Repeat every record below exactly as written.

*** Block opens ***

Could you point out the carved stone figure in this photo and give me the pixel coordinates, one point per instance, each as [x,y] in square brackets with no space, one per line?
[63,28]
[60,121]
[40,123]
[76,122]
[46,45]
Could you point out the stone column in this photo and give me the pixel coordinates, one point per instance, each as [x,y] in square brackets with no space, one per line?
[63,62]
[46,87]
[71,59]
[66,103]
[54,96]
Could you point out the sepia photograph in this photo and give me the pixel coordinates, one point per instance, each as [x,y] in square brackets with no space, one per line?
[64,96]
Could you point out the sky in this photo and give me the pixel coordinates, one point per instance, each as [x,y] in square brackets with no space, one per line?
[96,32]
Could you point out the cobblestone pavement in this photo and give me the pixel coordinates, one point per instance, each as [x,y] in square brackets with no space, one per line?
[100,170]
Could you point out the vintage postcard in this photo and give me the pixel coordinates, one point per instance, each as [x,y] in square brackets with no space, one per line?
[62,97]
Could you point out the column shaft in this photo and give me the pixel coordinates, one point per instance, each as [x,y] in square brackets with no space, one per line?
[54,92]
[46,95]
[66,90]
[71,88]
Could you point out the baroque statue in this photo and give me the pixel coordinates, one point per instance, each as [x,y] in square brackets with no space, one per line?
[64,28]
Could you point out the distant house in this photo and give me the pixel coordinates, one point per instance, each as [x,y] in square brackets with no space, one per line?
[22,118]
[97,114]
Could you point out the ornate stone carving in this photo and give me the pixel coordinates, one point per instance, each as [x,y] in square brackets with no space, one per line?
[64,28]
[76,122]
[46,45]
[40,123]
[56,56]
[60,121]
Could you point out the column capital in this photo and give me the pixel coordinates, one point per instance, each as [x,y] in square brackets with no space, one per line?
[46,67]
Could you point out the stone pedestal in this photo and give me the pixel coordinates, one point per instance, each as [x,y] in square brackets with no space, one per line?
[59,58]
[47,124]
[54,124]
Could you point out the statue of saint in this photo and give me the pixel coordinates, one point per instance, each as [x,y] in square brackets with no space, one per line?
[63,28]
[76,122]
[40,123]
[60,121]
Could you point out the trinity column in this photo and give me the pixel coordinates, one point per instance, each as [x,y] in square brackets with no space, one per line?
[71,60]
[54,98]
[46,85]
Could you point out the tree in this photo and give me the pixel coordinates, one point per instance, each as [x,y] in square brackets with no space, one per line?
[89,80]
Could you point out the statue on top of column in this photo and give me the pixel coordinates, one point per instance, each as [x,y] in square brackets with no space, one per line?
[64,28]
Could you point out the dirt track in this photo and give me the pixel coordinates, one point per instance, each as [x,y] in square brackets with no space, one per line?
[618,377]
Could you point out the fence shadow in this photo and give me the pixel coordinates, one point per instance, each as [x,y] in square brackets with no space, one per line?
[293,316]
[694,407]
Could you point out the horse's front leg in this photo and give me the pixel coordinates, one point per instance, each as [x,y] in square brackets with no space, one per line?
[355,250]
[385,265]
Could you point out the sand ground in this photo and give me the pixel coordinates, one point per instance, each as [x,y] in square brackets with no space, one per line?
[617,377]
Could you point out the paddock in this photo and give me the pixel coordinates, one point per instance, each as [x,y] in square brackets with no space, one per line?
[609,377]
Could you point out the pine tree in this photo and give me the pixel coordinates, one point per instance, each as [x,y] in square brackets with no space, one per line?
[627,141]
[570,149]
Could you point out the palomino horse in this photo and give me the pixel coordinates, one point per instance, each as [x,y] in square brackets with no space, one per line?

*** Block closes ***

> _EXERCISE RESPONSE_:
Could you point out the carved stone figure in this photo and give me the pixel coordinates, one point per instance, each as [x,y] in square brackets with no space, one per line?
[63,28]
[60,121]
[40,123]
[76,122]
[46,45]
Could you point out the stone column in this photo and give me the pixel coordinates, one point per instance, each as [x,y] in square brackets with no space, one per line?
[63,62]
[46,87]
[71,59]
[66,103]
[54,96]
Could you point out the sepia photograph in this photo and give me the pixel coordinates, one point per instance, each as [x,y] in square brackets with no space, one per line?
[64,96]
Could you point out the sky in this photo and give me the pixel coordinates, one point per instance, each as [x,y] in square brackets with no space, one per line?
[96,32]
Could you point out the cobblestone pavement in this photo and give me the pixel coordinates, one point per instance, each as [x,y] in square brackets with no space, one per line?
[100,170]
Could you point out the vintage postcard in this photo and give me the pixel coordinates, one point per instance, each as [x,y] in square brackets with no space, one per line?
[62,97]
Could you point out the column shaft in this photo and give me the pixel coordinates, one point per instance, each as [x,y] in square brackets with no space, one per line?
[54,92]
[46,95]
[66,90]
[71,88]
Could you point out the baroque statue in this photo and give me the pixel coordinates, one point per instance, each as [x,y] in square brackets with no space, one per line?
[64,28]
Could you point out the distant house in this photo and give me the pixel coordinates, one point per instance, each as [x,y] in square brackets with no space, one per line?
[22,118]
[97,114]
Could you point out the ornate stone carving in this photo and give me the pixel coordinates, one point per instance, each as [x,y] in square brackets with no space, one per line?
[64,28]
[76,122]
[46,45]
[40,123]
[56,56]
[60,121]
Could you point out the column capital in this photo and give me the pixel coordinates, one point per instance, each as [x,y] in square brackets with no space, one per line?
[46,67]
Could you point out the stone pedestal in this photo and give me the pixel coordinates, one point per instance, each as [x,y] in square brackets with no space, one per line?
[59,58]
[47,124]
[54,124]
Could you point out the statue of saint in this photo and give me the pixel coordinates, one point per instance, each as [x,y] in square brackets with no space, one per line?
[63,28]
[76,122]
[40,123]
[60,121]
Could you point out the trinity column in this photo and give me the pixel coordinates, one point per instance, each as [x,y] in square brackets with no space, one per line?
[71,60]
[54,98]
[46,85]
Could you point out the tree in this photo and give me the pixel coordinates, one point per instance, each as [x,y] in square brackets with no space, one per line?
[89,80]
Could you point out the statue on top of column in this photo and give me the pixel coordinates, one point per instance, each as [x,y] in square brackets with no space, one per line?
[64,28]
Could you point out the dirt track in this photo and give me the pixel coordinates, one point per instance, each as [x,y] in square brackets with no space, one per line?
[618,377]
Could you point out the fence shadow in this photo and give me the pixel coordinates, one point per instance, each as [x,y] in square brackets with no space, one per line?
[293,316]
[694,407]
Could you point out the horse's front leg in this photo and give me the pixel coordinates, one point per instance, each as [x,y] in square brackets with no space, one per line?
[355,250]
[385,265]
Could you point out the sand ground in this photo and give me the pixel coordinates, one point per instance, each as [x,y] in square brackets with no space, one per line?
[617,377]
Could you point out the paddock in this photo and give me the pixel coordinates, one point per instance, each as [x,y] in square brackets with no space, one per line?
[609,377]
Could you point out the pine tree in this photo and give me the pixel coordinates, one point per instance, each as [x,y] in square brackets with no space, one per line?
[627,141]
[570,149]
Could you point out the palomino horse in this photo and give me the pixel coordinates, one point per instance, each as [x,y] in square brackets with no space, one per line?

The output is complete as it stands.